= Exercise text =
BEGIN

New light shed on make-up of Kerry workforce
A NEW report on the workforces of large Irish towns, prepared using data from the 2006 census has thrown light on just how the workforces of Tralee and Killarney are made up.
According to the report, compiled by the Central Statistics Office, tourist mecca Killarney's service and hospitality sector employs almost a third of the town's workforce.
Meanwhile, workers in Tralee are shown to be better educated than in most similar sized Irish towns.
Over 28 per cent of Killarney's working population worked in the hotel and restaurant industry in 2006, compared with an average 5.9 per cent share for all other towns covered in the report.
The report also shows that workers in non manual occupations accounted for 42 per cent of Killarney's working population, twice the average proportion for all towns with a population of 5,000 or more.
Killarney drew the majority its working population of 6,380 from its immediate hinterland, although Tralee was also a significant contributor.

END

= Work instruction 1 =
Translate this sentence from the Kerry workforce article into Spanish: "Meanwhile, workers in Tralee are shown to be better educated than in most similar sized Irish towns."
= Work instruction 2 =
Using the Kerry workforce article, decide whether each statement agrees with it. Answer yes or no for each, and quote the words that settle it.
(a) The Central Statistics Office compiled the report.
(b) Killarney's share of workers in the hotel and restaurant industry was below the average for the other towns covered.
(c) Killarney had a working population of 6,380.
= Work instruction 3 =
Extend the Kerry workforce article with another paragraph, starting after its final sentence.

= Extracted records =

BEGIN

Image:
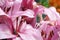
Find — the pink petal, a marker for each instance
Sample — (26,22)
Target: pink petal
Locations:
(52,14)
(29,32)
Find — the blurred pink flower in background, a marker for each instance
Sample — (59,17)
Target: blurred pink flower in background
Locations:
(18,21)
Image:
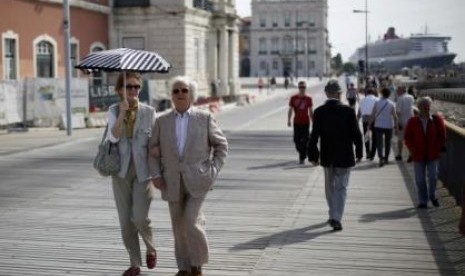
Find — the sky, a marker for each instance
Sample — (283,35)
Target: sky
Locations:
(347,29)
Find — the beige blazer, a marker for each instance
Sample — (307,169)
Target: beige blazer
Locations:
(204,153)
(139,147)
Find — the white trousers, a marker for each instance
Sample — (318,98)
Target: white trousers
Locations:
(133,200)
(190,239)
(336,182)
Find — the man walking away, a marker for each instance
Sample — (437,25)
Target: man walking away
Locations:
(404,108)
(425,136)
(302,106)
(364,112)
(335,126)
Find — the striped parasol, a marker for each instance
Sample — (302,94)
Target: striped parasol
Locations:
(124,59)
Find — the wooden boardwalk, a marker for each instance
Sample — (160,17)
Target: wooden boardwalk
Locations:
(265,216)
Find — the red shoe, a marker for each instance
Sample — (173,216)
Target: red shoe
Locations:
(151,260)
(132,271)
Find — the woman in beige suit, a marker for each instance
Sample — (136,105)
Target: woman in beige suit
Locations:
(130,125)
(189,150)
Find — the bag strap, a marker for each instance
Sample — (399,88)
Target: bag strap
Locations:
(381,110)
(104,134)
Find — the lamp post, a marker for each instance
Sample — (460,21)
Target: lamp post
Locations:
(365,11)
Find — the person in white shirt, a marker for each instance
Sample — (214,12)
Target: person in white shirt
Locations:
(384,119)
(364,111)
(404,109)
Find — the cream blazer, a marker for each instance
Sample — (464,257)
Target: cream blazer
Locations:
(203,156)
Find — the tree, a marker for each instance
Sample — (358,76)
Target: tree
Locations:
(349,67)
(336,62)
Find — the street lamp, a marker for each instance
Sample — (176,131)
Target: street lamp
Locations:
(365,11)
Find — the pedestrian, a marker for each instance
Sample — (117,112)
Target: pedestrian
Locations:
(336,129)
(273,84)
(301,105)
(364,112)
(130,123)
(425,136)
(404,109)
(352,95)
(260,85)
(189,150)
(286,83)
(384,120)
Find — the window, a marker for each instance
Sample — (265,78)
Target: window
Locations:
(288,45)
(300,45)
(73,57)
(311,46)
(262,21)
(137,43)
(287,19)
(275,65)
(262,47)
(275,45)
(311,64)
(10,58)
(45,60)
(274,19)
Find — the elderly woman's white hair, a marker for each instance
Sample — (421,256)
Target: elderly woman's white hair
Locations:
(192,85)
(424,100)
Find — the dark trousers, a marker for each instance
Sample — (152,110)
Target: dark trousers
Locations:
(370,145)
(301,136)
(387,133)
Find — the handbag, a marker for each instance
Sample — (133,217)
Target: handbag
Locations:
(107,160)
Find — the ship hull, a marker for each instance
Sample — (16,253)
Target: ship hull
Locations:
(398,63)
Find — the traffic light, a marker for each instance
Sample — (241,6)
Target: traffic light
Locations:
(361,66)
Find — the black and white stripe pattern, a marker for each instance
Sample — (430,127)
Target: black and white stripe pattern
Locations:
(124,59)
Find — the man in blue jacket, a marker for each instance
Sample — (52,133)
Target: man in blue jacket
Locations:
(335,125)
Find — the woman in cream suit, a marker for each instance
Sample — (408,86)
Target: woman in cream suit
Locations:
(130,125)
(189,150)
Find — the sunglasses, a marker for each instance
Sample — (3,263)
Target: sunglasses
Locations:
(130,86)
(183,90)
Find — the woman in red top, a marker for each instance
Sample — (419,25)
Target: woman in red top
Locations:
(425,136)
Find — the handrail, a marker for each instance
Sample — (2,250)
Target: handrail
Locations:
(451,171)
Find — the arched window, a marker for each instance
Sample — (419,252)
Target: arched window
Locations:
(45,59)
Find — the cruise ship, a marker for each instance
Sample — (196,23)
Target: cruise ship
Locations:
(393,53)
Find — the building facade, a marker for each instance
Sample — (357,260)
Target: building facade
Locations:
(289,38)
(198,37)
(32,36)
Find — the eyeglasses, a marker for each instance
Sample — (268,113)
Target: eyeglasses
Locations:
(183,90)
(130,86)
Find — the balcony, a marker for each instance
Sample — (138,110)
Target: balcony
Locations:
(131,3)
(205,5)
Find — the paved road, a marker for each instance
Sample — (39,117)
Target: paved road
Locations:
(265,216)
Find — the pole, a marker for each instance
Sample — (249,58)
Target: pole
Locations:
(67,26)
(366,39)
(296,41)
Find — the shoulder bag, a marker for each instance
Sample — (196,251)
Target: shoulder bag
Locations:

END
BEGIN

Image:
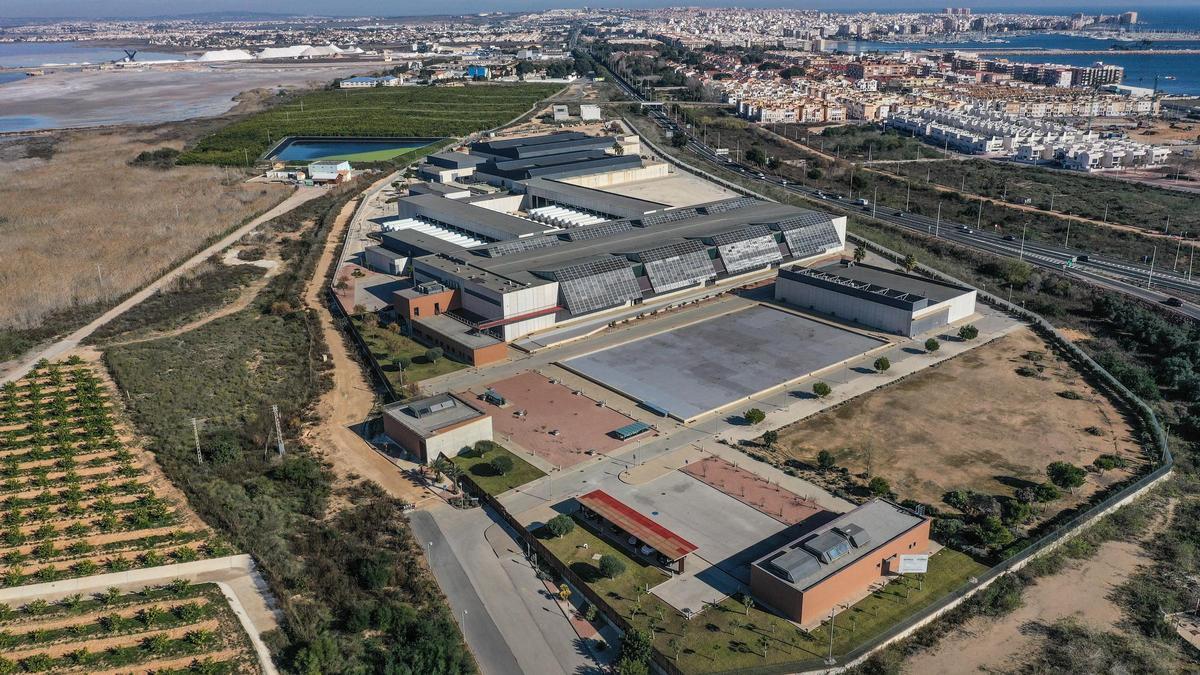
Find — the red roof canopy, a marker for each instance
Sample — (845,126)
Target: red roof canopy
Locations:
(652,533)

END

= Answer box 1 =
Mientras tanto, se muestra que los trabajadores de Tralee tienen un mayor nivel educativo que los de la mayoría de las ciudades irlandesas de tamaño similar.

= Answer box 2 =
(a) Yes: "compiled by the Central Statistics Office"
(b) No: "Over 28 per cent of Killarney's working population worked in the hotel and restaurant industry in 2006, compared with an average 5.9 per cent share for all other towns covered in the report"
(c) Yes: "its working population of 6,380"

= Answer box 3 =
The report also found that Tralee has a much better educated workforce than the other towns included in the CSO's analysis with 41.3 per cent of Tralee's 6,844-strong workforce having been educated to third level. The CSO report notes that this is "high compared with other towns of 5,000 population and over."
The wholesale and retail trade and the health sector each accounted for 20 per cent of all employment in Tralee with the manufacturing sector (13 per cent) and public administration and defence (8.9 per cent) also playing a significant role.
According to the report, significant numbers of workers travelled into Tralee from the surrounding towns of Listowel, Castleisland and Killarney.